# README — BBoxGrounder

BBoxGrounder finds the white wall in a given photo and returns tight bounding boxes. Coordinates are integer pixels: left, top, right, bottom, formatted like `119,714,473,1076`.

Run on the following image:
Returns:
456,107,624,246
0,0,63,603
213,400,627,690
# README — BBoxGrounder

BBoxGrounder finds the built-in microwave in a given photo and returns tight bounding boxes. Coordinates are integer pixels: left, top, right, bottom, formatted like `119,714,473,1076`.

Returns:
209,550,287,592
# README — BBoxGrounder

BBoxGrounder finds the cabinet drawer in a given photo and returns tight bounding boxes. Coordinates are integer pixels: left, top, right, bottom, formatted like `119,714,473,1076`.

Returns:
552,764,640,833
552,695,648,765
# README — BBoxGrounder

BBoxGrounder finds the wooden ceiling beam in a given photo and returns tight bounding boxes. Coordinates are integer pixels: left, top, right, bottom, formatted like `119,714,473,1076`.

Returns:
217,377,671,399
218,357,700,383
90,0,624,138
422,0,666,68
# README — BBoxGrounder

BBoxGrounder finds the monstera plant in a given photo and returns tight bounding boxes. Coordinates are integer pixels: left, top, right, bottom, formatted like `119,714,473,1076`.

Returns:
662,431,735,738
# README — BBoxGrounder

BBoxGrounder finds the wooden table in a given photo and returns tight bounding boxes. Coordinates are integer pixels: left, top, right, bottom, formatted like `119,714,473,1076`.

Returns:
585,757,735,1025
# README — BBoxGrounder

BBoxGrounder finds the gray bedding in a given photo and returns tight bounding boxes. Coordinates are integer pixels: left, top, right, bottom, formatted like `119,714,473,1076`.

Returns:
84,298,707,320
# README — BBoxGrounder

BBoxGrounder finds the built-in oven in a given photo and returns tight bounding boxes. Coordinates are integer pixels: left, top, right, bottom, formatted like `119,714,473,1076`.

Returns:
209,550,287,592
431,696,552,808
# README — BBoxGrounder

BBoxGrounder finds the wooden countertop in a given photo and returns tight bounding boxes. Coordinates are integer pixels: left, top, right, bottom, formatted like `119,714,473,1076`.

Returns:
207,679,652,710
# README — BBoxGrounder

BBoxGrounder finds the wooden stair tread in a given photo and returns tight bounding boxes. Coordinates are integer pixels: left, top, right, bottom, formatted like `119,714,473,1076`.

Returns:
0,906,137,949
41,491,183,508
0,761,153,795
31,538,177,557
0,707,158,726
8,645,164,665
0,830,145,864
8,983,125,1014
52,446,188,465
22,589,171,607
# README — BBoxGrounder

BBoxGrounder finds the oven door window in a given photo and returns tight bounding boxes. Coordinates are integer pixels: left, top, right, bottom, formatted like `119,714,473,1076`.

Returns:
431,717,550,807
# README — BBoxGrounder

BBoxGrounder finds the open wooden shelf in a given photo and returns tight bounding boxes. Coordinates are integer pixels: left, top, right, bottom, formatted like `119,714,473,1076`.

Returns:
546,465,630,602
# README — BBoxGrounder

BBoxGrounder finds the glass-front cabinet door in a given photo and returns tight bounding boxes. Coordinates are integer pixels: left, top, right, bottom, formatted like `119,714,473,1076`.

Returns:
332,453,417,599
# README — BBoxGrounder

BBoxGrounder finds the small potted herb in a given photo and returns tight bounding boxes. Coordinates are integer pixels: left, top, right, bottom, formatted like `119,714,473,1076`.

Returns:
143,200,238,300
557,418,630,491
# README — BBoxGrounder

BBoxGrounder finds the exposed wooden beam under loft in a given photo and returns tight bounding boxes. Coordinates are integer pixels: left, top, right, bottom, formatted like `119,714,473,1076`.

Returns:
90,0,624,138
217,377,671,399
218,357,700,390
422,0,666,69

□ □ □ □ □

== GIVEN REQUEST ==
Pull out each line of the rows above that contains the string "beam", and treat uppercase and lowercase letters as different.

== TASK RESULT ==
BBoxGrounder finds the wooden ceiling beam in a given photo and returns tight bounding boxes. Coordinates are integer pixels: left, top, right, bottom, formatted like `119,714,473,1076`.
BBoxGrounder finds the exposed wooden beam under loft in a given photo and returns tight bounding boxes. Coordinates are integer pixels: left, top, right, bottom, formatted like `119,714,473,1076`.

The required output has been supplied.